___ ПРЕДОСТАВЛЕННЫЙ ТЕКСТ ___
Три года в солдатах

Виктор Андрусов
         Мой  1946-й  год  рождения  в некотором   смысле  невезучий.  По закону мне  пришлось служить в  армии  целых  ТРИ  года,  а не  ДВА, как  это  посчастливилось   следующим поколениям призывников.  Кстати,  на  флоте тогда  парни служили  даже   ЧЕТЫРЕ  года.    Ничего  страшного как с  ними, так и  и  с  нами не случалось.  Выдерживали.  Из  хлипких   юношей   превращались  в  крепких   мужчин,   закалённых  физически  и   морально.       
         
         В  ворота  учебной  ракетной части  42710  в числе призывников со средним техническим образованием, специально отобранных в Новочеркасском городском военкомате,   я  вошёл в начале октября  1965 года.  Командиры  по-доброму встретили нас, обмыли  в  бане,  подстригли  «под ноль», переодели в  обмундирование  «хаки»  1943  года  выпуска  (не вру, об этом свидетельствовал чёрный штамп  на внутренней стороне  гимнастёрок, снятых, видимо, с долговременного хранения на складе).  Этот  факт вызвал у всех истинную гордость, ведь  в таком же  обмундировании наши отцы  героически сражались  на фронтах  Великой Отечественной войны. Вот так,  с  первых  минут  нахождения  в  армии,   нас, новобранцев,   воспитывали  в  духе  патриотизма.
___ ЛИСТИНГ ___
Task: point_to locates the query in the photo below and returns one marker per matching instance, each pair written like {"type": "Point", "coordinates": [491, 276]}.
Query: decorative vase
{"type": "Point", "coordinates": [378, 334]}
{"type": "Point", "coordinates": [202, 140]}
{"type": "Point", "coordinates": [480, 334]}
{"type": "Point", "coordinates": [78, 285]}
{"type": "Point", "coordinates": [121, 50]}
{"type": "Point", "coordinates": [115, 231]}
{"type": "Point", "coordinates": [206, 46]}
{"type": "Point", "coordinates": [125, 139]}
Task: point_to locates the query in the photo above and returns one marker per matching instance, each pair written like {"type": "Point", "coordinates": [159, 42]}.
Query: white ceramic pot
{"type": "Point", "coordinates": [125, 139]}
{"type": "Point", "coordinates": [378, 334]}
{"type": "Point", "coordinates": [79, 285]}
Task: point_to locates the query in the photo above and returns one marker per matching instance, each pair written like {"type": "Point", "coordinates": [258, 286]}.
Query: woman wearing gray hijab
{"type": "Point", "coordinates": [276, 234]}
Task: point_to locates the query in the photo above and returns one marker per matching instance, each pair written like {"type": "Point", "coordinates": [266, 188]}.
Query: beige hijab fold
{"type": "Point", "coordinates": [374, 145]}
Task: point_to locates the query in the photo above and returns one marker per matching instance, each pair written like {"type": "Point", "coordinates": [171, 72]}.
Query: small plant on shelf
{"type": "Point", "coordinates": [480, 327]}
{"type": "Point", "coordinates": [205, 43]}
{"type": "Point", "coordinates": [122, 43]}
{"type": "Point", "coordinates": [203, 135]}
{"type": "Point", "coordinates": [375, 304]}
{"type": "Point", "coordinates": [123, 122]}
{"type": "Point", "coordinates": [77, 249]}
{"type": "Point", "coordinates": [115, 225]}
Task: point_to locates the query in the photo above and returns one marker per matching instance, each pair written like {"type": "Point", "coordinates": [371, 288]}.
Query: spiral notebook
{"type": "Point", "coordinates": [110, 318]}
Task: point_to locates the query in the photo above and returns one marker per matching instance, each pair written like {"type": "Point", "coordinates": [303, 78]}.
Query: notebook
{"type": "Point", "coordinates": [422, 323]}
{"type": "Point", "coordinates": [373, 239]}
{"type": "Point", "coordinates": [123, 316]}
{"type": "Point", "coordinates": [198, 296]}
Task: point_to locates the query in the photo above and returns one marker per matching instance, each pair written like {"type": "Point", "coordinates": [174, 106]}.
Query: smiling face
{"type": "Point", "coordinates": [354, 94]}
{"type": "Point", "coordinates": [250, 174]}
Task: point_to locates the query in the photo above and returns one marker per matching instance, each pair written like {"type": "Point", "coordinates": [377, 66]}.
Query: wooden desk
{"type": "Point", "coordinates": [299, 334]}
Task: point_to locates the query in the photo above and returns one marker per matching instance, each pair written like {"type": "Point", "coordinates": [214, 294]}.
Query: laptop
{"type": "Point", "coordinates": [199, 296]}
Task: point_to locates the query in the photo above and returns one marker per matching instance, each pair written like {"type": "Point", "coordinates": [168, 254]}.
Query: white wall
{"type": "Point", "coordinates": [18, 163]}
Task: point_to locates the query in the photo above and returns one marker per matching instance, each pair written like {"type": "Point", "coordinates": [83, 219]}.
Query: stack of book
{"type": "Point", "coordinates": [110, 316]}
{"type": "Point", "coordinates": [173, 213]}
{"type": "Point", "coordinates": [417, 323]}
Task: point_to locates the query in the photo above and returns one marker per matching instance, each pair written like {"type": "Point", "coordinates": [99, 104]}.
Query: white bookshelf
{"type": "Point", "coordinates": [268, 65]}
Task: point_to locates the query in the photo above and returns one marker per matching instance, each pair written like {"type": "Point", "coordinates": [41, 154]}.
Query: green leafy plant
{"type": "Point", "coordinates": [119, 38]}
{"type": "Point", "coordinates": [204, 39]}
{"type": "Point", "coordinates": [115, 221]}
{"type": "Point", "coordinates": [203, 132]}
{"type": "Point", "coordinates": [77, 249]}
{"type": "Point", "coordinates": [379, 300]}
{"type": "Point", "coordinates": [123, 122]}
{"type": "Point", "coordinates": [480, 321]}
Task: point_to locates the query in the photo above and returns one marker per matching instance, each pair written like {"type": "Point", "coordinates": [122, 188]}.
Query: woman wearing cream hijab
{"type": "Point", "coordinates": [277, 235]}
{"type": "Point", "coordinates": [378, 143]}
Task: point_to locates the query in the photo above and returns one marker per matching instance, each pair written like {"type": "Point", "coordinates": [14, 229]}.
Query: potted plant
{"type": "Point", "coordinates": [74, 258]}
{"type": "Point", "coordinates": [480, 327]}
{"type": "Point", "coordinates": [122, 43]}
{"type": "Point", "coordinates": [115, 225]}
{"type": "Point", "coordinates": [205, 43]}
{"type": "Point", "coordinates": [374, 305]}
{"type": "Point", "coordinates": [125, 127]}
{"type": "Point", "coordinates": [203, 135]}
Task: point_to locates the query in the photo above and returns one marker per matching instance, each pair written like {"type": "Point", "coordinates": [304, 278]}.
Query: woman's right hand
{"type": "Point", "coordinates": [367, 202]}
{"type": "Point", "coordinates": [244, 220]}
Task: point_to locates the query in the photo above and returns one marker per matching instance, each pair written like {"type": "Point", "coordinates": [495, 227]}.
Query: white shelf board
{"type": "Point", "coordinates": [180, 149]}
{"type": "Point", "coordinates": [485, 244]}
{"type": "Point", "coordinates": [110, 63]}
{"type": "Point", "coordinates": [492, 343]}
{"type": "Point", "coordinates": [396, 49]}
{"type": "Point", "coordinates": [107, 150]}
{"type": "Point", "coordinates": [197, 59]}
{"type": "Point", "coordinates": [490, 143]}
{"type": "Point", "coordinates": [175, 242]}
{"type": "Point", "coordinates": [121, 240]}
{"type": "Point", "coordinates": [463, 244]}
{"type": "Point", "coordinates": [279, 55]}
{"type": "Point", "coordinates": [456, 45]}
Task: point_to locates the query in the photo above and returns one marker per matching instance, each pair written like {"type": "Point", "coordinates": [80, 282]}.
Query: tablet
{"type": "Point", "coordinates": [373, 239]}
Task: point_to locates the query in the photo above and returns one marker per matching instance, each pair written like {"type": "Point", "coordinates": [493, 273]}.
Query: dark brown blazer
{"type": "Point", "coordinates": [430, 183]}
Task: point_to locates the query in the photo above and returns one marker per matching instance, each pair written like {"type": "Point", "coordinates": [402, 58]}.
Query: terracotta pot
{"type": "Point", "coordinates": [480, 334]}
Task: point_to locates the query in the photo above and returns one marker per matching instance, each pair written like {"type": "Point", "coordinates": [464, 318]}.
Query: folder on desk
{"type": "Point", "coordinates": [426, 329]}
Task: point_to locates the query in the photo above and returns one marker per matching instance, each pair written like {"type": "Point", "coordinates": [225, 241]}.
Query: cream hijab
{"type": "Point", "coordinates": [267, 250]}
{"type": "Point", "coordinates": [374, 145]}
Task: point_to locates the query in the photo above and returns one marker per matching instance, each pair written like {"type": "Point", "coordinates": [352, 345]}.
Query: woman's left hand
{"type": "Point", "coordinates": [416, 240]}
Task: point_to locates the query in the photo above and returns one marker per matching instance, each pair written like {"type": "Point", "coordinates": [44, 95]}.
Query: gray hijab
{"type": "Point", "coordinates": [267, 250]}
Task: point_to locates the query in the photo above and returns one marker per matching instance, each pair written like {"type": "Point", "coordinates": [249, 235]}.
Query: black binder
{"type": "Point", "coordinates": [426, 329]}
___
___ ЛИСТИНГ ___
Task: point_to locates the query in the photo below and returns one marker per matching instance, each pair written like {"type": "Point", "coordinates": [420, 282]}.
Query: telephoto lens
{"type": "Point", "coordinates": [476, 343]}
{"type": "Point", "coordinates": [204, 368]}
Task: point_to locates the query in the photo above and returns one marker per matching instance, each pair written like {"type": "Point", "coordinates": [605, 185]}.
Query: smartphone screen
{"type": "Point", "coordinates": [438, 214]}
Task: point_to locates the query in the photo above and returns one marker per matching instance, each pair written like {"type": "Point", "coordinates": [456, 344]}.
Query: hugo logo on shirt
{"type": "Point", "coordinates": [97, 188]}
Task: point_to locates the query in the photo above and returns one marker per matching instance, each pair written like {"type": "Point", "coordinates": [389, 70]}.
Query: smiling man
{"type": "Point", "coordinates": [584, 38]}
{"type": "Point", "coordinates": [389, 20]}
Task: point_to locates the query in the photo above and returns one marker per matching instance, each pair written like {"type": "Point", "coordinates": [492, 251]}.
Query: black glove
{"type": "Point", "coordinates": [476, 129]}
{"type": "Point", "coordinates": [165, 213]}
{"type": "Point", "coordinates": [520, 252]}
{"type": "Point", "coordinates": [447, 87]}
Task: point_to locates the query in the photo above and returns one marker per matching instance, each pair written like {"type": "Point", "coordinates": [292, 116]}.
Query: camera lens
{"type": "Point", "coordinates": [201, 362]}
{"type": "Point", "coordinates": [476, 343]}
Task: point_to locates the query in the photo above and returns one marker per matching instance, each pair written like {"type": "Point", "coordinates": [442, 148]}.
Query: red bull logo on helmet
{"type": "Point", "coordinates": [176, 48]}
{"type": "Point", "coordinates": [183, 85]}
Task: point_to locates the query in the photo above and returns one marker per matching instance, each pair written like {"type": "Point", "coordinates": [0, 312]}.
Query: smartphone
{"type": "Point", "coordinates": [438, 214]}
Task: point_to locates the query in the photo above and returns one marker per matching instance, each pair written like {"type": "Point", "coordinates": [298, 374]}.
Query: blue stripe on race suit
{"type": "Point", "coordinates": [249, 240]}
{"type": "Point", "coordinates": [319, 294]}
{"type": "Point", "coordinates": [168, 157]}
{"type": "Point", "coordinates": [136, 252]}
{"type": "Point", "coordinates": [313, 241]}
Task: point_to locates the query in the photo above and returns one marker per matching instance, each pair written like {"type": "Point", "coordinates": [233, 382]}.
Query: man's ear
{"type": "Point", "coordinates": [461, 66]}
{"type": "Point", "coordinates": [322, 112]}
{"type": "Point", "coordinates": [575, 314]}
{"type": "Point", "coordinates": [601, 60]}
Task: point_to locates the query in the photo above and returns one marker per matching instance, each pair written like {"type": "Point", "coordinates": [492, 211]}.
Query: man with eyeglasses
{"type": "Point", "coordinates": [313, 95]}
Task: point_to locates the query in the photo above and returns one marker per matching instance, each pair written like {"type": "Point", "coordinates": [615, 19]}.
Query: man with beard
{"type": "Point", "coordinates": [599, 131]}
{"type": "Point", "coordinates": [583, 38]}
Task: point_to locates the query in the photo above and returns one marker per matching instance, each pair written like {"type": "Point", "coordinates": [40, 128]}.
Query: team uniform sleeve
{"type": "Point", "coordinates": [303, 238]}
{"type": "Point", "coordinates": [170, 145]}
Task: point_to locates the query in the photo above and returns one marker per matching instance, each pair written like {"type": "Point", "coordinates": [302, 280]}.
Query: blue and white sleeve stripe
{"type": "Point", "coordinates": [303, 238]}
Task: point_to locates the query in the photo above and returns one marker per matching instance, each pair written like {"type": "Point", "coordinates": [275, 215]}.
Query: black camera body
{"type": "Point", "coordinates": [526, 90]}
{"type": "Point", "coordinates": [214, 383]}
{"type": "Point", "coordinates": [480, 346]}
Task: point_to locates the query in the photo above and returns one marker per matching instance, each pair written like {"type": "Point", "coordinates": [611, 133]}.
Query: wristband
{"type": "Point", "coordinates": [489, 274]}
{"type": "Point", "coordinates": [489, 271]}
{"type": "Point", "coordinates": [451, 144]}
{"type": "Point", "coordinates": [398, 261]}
___
___ ЛИСТИНГ ___
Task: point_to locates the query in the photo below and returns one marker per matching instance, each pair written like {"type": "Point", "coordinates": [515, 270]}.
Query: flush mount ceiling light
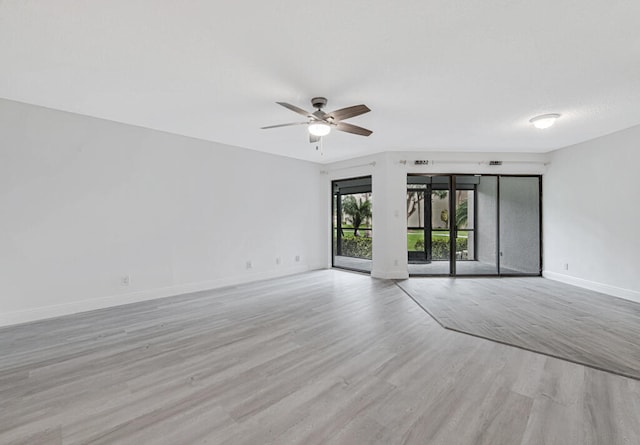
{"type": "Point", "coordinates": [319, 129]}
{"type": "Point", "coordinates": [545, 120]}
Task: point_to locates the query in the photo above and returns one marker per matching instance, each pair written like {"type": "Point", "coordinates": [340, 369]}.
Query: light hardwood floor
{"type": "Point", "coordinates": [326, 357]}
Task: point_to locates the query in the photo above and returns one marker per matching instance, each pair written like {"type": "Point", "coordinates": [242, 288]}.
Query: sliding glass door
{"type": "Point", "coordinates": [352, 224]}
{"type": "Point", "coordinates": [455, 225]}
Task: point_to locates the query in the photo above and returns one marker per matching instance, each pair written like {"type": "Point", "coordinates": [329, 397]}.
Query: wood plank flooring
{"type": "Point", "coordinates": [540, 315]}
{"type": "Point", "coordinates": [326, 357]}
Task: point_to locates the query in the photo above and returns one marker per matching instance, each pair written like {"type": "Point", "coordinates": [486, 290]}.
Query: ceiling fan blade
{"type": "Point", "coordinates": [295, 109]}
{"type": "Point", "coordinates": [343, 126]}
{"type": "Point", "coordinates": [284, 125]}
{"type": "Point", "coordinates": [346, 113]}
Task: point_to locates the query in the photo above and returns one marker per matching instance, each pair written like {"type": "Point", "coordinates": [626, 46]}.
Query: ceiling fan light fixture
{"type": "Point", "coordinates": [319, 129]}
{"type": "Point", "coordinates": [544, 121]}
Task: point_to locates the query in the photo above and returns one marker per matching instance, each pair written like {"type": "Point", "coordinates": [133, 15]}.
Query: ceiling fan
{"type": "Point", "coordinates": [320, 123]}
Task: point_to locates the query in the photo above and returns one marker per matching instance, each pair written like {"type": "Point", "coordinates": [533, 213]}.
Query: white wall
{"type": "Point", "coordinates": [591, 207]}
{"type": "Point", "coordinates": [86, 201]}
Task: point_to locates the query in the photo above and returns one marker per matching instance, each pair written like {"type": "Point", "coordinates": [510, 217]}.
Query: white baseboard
___
**ВАШЕ ЗАДАНИЕ:**
Сколько лет, согласно тексту, в то время служили на флоте? Листинг никак не связан с текстом.

**РЕШЕНИЕ:**
Четыре года.